======== Records shown ========
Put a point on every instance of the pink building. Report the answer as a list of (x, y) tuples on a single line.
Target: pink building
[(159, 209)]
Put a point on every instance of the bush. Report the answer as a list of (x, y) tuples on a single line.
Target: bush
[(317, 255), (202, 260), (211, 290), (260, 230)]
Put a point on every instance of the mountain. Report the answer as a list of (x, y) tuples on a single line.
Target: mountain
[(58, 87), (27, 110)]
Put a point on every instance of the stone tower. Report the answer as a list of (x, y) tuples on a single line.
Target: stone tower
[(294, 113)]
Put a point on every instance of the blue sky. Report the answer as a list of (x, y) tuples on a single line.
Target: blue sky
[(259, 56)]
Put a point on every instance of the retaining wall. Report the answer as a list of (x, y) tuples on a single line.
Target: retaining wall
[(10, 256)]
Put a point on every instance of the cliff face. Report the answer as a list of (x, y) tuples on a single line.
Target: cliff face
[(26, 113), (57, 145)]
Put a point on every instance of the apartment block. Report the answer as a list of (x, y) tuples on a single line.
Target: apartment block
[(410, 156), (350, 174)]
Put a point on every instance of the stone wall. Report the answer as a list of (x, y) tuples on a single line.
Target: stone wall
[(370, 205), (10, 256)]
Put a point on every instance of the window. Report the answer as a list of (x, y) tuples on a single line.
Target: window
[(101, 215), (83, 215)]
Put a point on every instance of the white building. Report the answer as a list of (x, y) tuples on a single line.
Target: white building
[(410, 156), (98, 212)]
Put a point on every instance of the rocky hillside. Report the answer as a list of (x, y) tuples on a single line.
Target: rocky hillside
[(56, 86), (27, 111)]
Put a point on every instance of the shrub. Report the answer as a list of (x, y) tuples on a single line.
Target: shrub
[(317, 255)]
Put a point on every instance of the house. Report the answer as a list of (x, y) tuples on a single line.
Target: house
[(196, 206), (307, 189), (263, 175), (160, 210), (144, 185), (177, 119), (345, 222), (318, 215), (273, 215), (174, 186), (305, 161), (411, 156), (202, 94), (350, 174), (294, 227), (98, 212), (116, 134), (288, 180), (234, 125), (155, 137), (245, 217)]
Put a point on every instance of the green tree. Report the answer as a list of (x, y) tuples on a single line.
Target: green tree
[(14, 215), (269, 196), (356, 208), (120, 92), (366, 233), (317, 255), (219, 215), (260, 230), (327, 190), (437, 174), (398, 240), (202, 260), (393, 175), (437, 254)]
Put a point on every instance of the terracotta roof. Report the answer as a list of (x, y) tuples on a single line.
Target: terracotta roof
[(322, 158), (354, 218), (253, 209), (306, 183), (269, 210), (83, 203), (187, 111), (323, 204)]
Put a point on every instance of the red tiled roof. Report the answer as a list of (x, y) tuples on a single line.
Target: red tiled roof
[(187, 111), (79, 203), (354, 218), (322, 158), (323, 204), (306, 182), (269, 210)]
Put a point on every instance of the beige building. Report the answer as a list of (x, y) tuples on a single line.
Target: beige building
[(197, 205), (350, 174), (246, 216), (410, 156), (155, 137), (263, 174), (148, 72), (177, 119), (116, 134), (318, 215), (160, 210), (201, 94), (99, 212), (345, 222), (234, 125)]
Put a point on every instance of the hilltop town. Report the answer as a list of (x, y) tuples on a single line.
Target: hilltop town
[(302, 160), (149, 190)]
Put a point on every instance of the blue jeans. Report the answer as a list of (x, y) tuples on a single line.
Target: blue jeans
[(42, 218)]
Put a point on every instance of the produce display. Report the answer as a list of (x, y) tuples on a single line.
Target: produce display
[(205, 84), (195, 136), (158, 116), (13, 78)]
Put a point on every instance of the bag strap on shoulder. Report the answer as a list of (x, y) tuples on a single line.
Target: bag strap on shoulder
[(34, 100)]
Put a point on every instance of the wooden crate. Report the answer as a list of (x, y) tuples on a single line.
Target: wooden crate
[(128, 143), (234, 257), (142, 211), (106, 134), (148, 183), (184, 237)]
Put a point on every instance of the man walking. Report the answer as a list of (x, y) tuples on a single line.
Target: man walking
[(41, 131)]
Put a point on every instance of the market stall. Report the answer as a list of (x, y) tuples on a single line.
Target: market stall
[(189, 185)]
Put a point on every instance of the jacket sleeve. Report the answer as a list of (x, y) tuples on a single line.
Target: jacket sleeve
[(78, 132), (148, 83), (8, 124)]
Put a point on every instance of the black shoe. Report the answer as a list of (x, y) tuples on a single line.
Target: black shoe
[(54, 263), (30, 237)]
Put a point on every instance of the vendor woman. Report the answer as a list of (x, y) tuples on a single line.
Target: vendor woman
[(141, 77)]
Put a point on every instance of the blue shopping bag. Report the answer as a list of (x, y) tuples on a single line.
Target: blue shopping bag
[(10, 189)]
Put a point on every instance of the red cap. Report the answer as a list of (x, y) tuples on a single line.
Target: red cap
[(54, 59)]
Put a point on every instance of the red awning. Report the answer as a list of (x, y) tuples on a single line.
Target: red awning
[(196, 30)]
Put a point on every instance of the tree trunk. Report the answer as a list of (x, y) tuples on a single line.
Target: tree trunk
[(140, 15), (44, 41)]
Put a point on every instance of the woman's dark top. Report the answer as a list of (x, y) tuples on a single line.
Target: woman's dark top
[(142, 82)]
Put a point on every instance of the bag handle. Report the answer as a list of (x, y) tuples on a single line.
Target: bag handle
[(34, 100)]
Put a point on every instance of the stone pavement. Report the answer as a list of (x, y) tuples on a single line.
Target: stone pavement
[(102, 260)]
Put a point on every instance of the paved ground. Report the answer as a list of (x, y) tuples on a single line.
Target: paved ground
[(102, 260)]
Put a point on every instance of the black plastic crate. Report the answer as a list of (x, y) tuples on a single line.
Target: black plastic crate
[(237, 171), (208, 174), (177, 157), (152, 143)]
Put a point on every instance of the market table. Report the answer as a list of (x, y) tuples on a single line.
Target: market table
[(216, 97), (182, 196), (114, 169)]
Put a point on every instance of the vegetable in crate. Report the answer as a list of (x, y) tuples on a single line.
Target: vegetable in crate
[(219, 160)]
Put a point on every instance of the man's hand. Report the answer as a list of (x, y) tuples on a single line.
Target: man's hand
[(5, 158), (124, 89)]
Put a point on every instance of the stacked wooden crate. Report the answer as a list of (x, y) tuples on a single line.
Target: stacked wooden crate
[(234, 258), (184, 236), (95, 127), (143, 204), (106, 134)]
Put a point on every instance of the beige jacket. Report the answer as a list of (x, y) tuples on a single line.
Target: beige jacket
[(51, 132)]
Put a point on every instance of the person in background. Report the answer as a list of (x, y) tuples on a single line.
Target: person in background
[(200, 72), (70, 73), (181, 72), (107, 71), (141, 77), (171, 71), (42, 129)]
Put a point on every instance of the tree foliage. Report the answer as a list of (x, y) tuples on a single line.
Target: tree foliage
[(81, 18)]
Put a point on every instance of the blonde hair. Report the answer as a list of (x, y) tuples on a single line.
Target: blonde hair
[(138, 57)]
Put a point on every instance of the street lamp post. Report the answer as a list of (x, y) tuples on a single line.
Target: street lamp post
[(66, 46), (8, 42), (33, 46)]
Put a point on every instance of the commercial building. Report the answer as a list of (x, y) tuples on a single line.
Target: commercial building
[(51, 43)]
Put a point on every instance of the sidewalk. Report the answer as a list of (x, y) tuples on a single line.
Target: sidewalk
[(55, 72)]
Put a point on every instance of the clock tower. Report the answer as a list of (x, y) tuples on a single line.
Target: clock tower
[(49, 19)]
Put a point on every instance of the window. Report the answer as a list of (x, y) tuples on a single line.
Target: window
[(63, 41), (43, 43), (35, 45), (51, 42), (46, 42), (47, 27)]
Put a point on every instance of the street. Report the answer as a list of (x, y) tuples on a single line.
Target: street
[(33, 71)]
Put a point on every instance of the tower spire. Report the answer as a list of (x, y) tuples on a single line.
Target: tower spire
========
Work task:
Work out how many lines of the records contain "spire", and reply with the number alone.

Response:
2